> **Requirement**
Copy out all of the rows below word for word, without changing or dropping any line.

═════ Task material ═════

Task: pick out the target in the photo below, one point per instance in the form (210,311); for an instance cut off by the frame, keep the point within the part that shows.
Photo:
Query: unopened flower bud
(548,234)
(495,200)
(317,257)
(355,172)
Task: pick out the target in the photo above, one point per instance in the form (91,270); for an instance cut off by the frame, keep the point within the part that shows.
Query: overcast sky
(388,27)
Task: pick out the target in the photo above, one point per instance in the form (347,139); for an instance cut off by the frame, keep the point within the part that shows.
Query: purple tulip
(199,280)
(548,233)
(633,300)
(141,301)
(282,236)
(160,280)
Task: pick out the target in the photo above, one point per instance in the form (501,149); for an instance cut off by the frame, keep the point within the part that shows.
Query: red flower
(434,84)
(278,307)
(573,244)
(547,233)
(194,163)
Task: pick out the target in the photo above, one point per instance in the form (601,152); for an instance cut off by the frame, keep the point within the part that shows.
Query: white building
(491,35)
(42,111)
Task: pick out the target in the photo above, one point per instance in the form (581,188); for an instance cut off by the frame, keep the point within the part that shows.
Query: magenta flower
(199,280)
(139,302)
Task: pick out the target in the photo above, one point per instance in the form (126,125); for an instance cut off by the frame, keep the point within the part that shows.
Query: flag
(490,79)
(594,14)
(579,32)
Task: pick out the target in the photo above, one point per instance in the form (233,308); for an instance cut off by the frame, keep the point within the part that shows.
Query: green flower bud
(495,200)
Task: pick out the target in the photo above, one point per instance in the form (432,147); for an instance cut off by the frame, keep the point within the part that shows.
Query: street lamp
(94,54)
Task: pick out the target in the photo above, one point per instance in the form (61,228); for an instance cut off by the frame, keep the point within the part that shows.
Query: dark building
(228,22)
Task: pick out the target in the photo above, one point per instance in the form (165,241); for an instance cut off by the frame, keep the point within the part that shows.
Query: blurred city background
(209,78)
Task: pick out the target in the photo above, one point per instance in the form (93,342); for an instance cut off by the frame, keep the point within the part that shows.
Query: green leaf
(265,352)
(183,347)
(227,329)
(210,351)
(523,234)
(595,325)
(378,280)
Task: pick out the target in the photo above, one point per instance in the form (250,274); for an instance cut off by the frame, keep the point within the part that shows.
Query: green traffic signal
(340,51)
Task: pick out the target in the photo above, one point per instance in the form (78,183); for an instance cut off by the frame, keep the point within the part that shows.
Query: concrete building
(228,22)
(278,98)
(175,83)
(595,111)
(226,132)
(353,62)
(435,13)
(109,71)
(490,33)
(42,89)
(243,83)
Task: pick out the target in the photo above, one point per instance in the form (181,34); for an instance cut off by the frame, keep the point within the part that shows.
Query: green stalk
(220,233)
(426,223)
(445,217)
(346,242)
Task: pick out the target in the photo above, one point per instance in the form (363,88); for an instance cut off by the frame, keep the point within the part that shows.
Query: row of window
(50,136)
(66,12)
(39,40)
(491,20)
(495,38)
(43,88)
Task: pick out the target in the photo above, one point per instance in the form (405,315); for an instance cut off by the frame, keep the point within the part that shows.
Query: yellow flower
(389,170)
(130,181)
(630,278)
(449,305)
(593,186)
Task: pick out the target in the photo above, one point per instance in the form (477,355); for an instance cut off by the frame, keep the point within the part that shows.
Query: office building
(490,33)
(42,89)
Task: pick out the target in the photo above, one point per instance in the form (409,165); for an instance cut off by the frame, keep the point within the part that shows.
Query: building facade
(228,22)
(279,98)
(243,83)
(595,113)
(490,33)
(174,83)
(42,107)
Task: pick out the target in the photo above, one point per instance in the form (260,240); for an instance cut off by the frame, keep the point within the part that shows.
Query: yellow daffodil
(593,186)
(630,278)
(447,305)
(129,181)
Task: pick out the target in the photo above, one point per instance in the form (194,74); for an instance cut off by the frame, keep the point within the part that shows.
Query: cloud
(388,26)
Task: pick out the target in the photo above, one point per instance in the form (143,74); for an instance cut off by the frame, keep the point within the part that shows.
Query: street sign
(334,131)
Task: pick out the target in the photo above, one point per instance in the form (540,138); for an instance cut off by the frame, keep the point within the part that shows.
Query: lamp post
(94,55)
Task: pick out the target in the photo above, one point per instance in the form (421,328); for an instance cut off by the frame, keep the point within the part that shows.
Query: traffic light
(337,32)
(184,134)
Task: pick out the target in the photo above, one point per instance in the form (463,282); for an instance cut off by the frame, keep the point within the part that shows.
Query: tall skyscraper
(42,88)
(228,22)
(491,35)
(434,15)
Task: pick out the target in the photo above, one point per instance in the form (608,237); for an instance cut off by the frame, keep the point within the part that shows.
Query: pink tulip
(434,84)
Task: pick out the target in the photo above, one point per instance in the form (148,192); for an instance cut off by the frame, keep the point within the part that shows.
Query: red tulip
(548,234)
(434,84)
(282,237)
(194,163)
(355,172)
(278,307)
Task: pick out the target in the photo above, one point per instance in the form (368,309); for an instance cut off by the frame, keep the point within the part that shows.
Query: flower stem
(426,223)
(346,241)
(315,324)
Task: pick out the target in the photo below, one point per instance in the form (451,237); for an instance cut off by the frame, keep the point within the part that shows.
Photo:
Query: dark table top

═════

> **Answer to the exercise**
Task: pick out the target in the photo below, one point per instance in the form (210,311); for an instance cut off by the frame, keep the point within the part that shows.
Photo:
Query: unopened flower bud
(548,234)
(495,200)
(317,257)
(355,172)
Task: pick out the target in the photo above, one point per instance in the form (91,270); for an instance cut off by the frame, keep the point within the part that shows.
Query: overcast sky
(388,27)
Task: pick out the target in the photo above, one point per instance in the form (347,139); for an instance cut off by the frame, keep the point within the part that shows.
Query: purple tulip
(199,280)
(548,233)
(633,300)
(141,301)
(282,236)
(160,280)
Task: pick out the target in the photo above, one point per instance in the form (501,149); for an instance cut off by the frame, keep the point within the part that shows.
Query: red flower
(434,84)
(278,307)
(573,244)
(547,233)
(194,163)
Task: pick out the target in the photo above, one point per instance in the form (601,152); for an instance cut off by the frame, keep the point within the part that shows.
Query: white building
(491,35)
(42,111)
Task: pick out the target in the photo above, one point per instance in the form (581,188); for an instance cut off by the frame, keep the point within the part that shows.
Query: magenta flower
(199,280)
(139,302)
Task: pick out the target in the photo above, one point per instance in the form (126,125); for an instance cut off by the frame, keep the point within the part that shows.
Query: flag
(490,79)
(594,14)
(579,32)
Task: pick out the target in the photo above, one point per instance in the form (233,308); for an instance cut off by the frame, keep the point within the part that shows.
Query: green flower bud
(495,200)
Task: pick out the target in the photo above, one point per instance in the form (432,147); for an instance cut off by the frame, keep the point within the part that shows.
Query: street lamp
(94,54)
Task: pick out the target in the photo above, one point per instance in the form (61,228); for an instance cut off by the frame, keep the point within the part that shows.
Query: dark building
(228,22)
Task: pick out the target in the photo above, one point per instance in the form (165,241); for an instance cut off by the frame, keep the point within the part that shows.
Query: blurred city background
(209,78)
Task: pick out the target in the photo above, one point per instance in the form (93,342); for an instance cut off by the frame, keep the point within the part that shows.
Query: green leaf
(265,352)
(183,347)
(227,329)
(210,351)
(523,234)
(595,325)
(378,280)
Task: pick out the target in the photo above, one point per instance in the form (250,274); for an instance cut off by the frame, keep the point within the part that shows.
Query: green traffic signal
(340,51)
Task: pick out the target in the photo above, one point per instance in the form (78,183); for an instance cut off by the frame, keep the point within the part that shows.
Query: concrete building
(228,22)
(278,98)
(175,83)
(595,111)
(226,132)
(353,62)
(435,13)
(109,71)
(490,33)
(42,89)
(243,83)
Task: pick out the target in the photo above, one point per instance in the form (181,34); for an instance cut off by the frame, keep the point within the part that shows.
Query: green stalk
(220,233)
(426,223)
(445,217)
(346,242)
Task: pick out the target in the photo above, one point per instance in the form (363,88); for an instance cut off by the frame, keep the point within the part that shows.
Query: row of window
(50,136)
(66,12)
(39,40)
(491,20)
(495,38)
(43,88)
Task: pick out the target in the photo above, one point per instance in the form (405,315); for an instance cut off by the frame, keep the point within the part that shows.
Query: yellow flower
(389,170)
(130,181)
(630,278)
(449,305)
(593,186)
Task: pick out the target in the photo above, one point per instance in the form (477,355); for an instance cut off by the frame, keep the point within the part that shows.
Query: office building
(490,33)
(42,89)
Task: pick out the target in the photo above, one point per instance in the form (409,165); for an instance cut off by the frame, keep the point within the part that shows.
Query: building facade
(228,22)
(279,98)
(243,83)
(595,113)
(490,33)
(174,83)
(42,107)
Task: pick out the target in the photo above, one point per instance in the form (260,240); for an instance cut off by the frame, keep the point within the part that shows.
Query: yellow daffodil
(593,186)
(630,278)
(447,305)
(129,181)
Task: pick out the target in the photo above, one point per instance in the form (194,74); for an instance cut off by the frame, keep the point within the part that shows.
Query: cloud
(388,26)
Task: pick out the target in the photo above, one point per instance in the form (143,74); for an instance cut off by the frame, keep the point within the part that shows.
Query: street sign
(334,131)
Task: pick out the target in the photo above, one point per instance in the form (540,138); for an instance cut off by the frame, keep the point within the part that shows.
Query: lamp post
(94,55)
Task: pick out the target in the photo above, one point per instance in the form (421,328); for an instance cut off by the frame, keep the point within the part that shows.
Query: traffic light
(337,32)
(184,134)
Task: pick out the target in the photo above, one point per instance in the form (463,282); for an instance cut off by the frame, keep the point within the part that shows.
Query: tall skyscraper
(42,88)
(228,22)
(491,35)
(434,15)
Task: pick out the target in the photo above, one point per instance in the form (608,237); for an instance cut off by the frame, keep the point within the part that shows.
Query: pink tulip
(434,84)
Task: pick out the target in the photo above, one point per instance in the form (148,192); for an instance cut off by the frame, keep the point within the part that shows.
Query: red tulip
(548,234)
(434,84)
(282,237)
(194,163)
(355,172)
(278,307)
Task: pick out the target in the photo above, one point per instance in the form (368,309); for an instance cut off by the frame, keep the point within the part that shows.
Query: flower stem
(426,223)
(346,241)
(315,324)
Task: pick out the target in the photo below, one point per instance in the form (451,237); for an instance cut off by the frame, keep the point within the part that shows.
Photo:
Query: dark table top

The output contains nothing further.